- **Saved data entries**
※

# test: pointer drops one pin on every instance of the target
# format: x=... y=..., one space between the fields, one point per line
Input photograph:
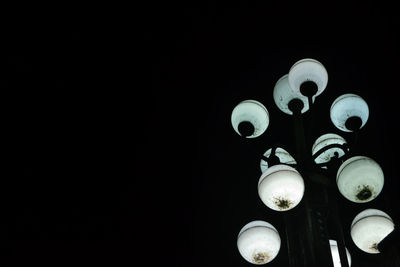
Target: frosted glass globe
x=347 y=106
x=336 y=256
x=283 y=155
x=360 y=179
x=369 y=228
x=325 y=140
x=308 y=70
x=283 y=94
x=258 y=242
x=251 y=111
x=281 y=187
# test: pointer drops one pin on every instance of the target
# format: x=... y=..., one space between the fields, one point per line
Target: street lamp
x=302 y=184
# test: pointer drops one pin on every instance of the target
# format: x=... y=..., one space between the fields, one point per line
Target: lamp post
x=308 y=180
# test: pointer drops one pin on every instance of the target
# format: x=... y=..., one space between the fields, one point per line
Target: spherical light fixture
x=283 y=155
x=324 y=141
x=253 y=113
x=360 y=179
x=283 y=94
x=335 y=254
x=348 y=106
x=258 y=242
x=281 y=187
x=308 y=70
x=369 y=228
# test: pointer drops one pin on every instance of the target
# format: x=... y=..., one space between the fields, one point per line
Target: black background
x=118 y=124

※

- **Try it**
Reproduce the records above exactly, leaving out every picture they contain.

- **Your solution**
# test: pointer drops one pin on every instance of the target
# format: x=... y=..., one space between the fields, one point per line
Input photograph:
Target: frosted glass globe
x=347 y=106
x=336 y=256
x=283 y=155
x=360 y=179
x=369 y=228
x=325 y=140
x=308 y=70
x=283 y=94
x=258 y=242
x=251 y=111
x=281 y=187
# test: pointer drops one pin on every instance of the target
# format: x=... y=..., one space between the fields, one point per line
Target: street lamp
x=302 y=184
# test: pointer drops one pin on every instance of the target
# format: x=... y=..., one space between the fields, one point per line
Target: lamp post
x=308 y=180
# test: pointer drops one pin on every instance of the target
# format: x=... y=..., one space between the fields, one point per line
Target: spherical light fixture
x=283 y=155
x=324 y=141
x=253 y=113
x=360 y=179
x=283 y=94
x=335 y=254
x=348 y=106
x=258 y=242
x=281 y=187
x=308 y=70
x=369 y=228
# test: pointer drops one pin on every instance of the target
# format: x=... y=..., one space between the fields, one point per line
Target: black background
x=118 y=124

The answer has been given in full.